U.S. Supreme Court to decide whether to review Angola prison inmate’s death sentence
John Simerman and Della Hasselle of The New Orleans Advocate report that the Supreme Court is expected to decide this week whether to hear the case of David Brown, the “Angola 5” member who was accused of plotting to kill a prison guard in 1999. His death sentence was endorsed in February by the Louisiana Supreme Court after a district judge had overturned it.
Brown’s attorneys, in their petition for a U.S. Supreme Court hearing, say the facts of the case are alarmingly similar to Brady v. Maryland, the landmark 1963 ruling that required prosecutors to turn over to the defense all evidence favorable to a defendant.
The similarities point to a pattern of stubborn refusal by Louisiana state courts to follow the Supreme Court’s directive, according to a group of law professors and legal ethicists who have filed a “friend of the court” brief in the case (Advocate).
Louisiana courts have “an abysmal history of consistently misinterpreting and misapplying the Brady doctrine, and there’s very little accountability,” said Ellen Yaroshefsky, a law professor at the Cardozo School of Law in New York who co-authored the brief. “The lesson has not been learned” (Advocate).
Brady violations rarely turn up until long after a conviction and sentence — when Louisiana convicts have the right to review the state’s complete case file. Since only those condemned to death are afforded a state-appointed lawyer after their convictions, such allegations of misconduct arise frequently in death penalty cases (Advocate).

Image region labeling entries:
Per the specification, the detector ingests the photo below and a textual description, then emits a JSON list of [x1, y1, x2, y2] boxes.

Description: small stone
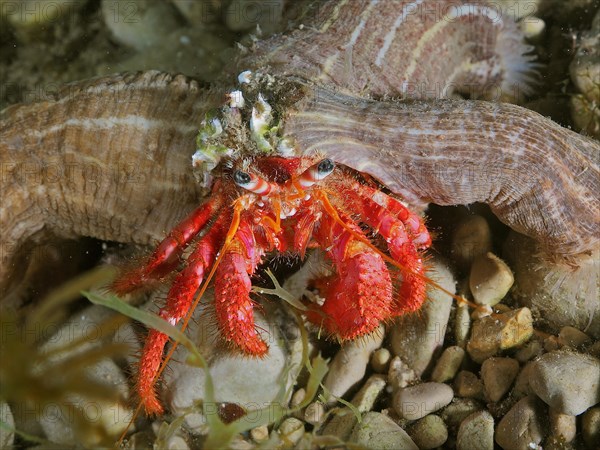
[[581, 406, 600, 448], [549, 408, 577, 442], [529, 350, 600, 416], [250, 425, 269, 444], [454, 303, 472, 348], [102, 0, 179, 50], [304, 402, 325, 425], [558, 327, 592, 348], [371, 347, 392, 373], [456, 411, 494, 450], [393, 383, 454, 420], [440, 398, 483, 428], [0, 402, 15, 448], [511, 362, 535, 399], [431, 345, 465, 383], [277, 417, 304, 445], [350, 411, 419, 450], [496, 396, 546, 450], [469, 252, 515, 306], [323, 375, 386, 441], [515, 340, 544, 364], [467, 308, 533, 364], [388, 356, 419, 391], [323, 325, 385, 403], [452, 215, 492, 268], [481, 358, 519, 403], [408, 414, 448, 450], [505, 232, 600, 339], [454, 370, 483, 399], [390, 259, 456, 376]]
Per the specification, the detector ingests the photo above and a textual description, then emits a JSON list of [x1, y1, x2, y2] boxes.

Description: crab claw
[[307, 223, 393, 340]]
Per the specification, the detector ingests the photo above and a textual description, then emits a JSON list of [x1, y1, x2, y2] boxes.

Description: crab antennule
[[215, 214, 268, 356], [111, 191, 221, 295], [137, 215, 227, 415]]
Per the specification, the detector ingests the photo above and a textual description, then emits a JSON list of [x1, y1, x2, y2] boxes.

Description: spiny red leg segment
[[307, 214, 392, 339], [112, 190, 221, 295], [137, 214, 229, 415], [336, 182, 431, 316], [215, 218, 268, 356]]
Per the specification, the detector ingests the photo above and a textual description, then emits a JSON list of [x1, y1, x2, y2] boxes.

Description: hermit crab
[[112, 72, 431, 414], [113, 149, 431, 414]]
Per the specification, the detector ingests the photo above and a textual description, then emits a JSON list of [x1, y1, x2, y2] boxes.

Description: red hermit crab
[[113, 156, 431, 414]]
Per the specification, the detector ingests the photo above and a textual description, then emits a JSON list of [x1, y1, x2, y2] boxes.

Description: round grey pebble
[[581, 406, 600, 447], [454, 370, 483, 398], [393, 383, 454, 420], [431, 345, 465, 383], [496, 396, 547, 450], [350, 411, 419, 450], [408, 414, 448, 450], [481, 358, 519, 403], [456, 411, 494, 450], [529, 350, 600, 416], [469, 252, 515, 306]]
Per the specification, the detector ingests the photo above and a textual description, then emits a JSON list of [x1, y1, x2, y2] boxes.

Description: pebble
[[323, 375, 387, 441], [496, 396, 546, 450], [39, 305, 132, 447], [431, 345, 465, 383], [529, 350, 600, 416], [505, 233, 600, 339], [515, 339, 544, 364], [392, 382, 454, 420], [250, 425, 269, 444], [456, 411, 494, 450], [511, 362, 535, 399], [440, 398, 483, 429], [581, 406, 600, 447], [408, 414, 448, 450], [371, 347, 392, 373], [467, 308, 533, 364], [469, 252, 515, 306], [549, 408, 577, 442], [102, 0, 179, 51], [163, 294, 302, 433], [304, 402, 325, 425], [451, 215, 492, 268], [323, 325, 385, 403], [558, 327, 592, 348], [454, 303, 471, 348], [388, 356, 419, 391], [350, 411, 419, 450], [277, 417, 304, 445], [481, 358, 519, 403], [390, 258, 456, 376], [0, 402, 15, 448], [454, 370, 483, 399]]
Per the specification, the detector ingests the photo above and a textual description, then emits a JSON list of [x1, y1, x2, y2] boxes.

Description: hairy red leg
[[338, 183, 431, 316], [297, 209, 392, 339], [215, 218, 268, 356], [111, 183, 222, 295], [136, 214, 230, 415]]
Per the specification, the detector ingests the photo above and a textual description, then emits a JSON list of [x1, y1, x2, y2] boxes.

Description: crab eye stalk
[[233, 170, 252, 188], [298, 158, 335, 189], [233, 170, 274, 195], [317, 158, 335, 178]]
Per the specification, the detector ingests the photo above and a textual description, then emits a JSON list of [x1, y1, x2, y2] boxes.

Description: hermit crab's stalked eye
[[233, 170, 273, 195], [298, 158, 335, 189], [317, 158, 335, 178], [233, 170, 252, 188]]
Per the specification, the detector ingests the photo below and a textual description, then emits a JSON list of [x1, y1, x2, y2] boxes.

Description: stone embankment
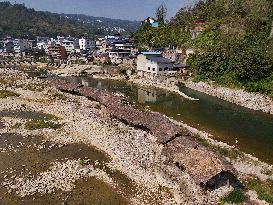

» Task instructions:
[1] List every person named in the article about the Angola prison inmate's death sentence.
[2] Switch "detector" to "locator" in the records, starting at their first line and stopping after the line that contains "[[113, 156, 431, 414]]". Return only those lines, with the pictures left out.

» Solutions to each task:
[1]
John Simerman
Della Hasselle
David Brown
Ellen Yaroshefsky

[2]
Per the specification, the locator ingests the photo below and a textual description, then emits a JSON list of [x1, y1, x2, y2] boxes.

Description: small stone
[[581, 406, 600, 448], [549, 408, 577, 442], [529, 350, 600, 416], [250, 425, 269, 444], [454, 303, 472, 348], [102, 0, 179, 50], [304, 402, 325, 425], [558, 327, 592, 348], [371, 347, 392, 373], [456, 411, 494, 450], [393, 383, 454, 420], [440, 398, 483, 428], [0, 402, 15, 448], [511, 362, 535, 399], [431, 345, 465, 383], [277, 417, 304, 445], [350, 411, 419, 450], [496, 396, 546, 450], [469, 252, 515, 306], [323, 375, 386, 441], [515, 340, 544, 364], [467, 308, 533, 364], [388, 356, 419, 391], [323, 325, 385, 403], [452, 215, 492, 268], [481, 358, 519, 403], [408, 414, 448, 450], [505, 232, 600, 339], [454, 370, 483, 399], [390, 259, 456, 376]]
Per the specification, the locator ingests the photo above and a textual description, then emits a JSON list of [x1, y1, x2, y2] boxes.

Description: crab claw
[[307, 223, 393, 340]]
Per the specification, the locator ingests the photo above and a textual description, then emits a JSON list of [x1, y1, x2, y2] boxes.

Description: crab antennule
[[215, 214, 268, 356], [111, 191, 221, 295], [137, 215, 227, 415]]
Per the specification, the locator ingests the photo above and a textual description, then emits a JSON list of [x1, y1, x2, y2] boxes.

Description: spiny red leg segment
[[307, 214, 392, 339], [112, 190, 221, 295], [137, 214, 229, 415], [336, 182, 431, 316], [215, 218, 268, 356]]
Per the specification, the locator ingests the photo above and a textual description, then emits a JSON list of [x1, y1, x2, y2] boxes.

Description: hermit crab
[[112, 72, 431, 414], [113, 149, 431, 414]]
Per the specification, the locator ingests the photo above and a textual description, then emits a JSON list of [x1, y1, x2, y2] boxes.

Description: red hermit crab
[[113, 156, 431, 414]]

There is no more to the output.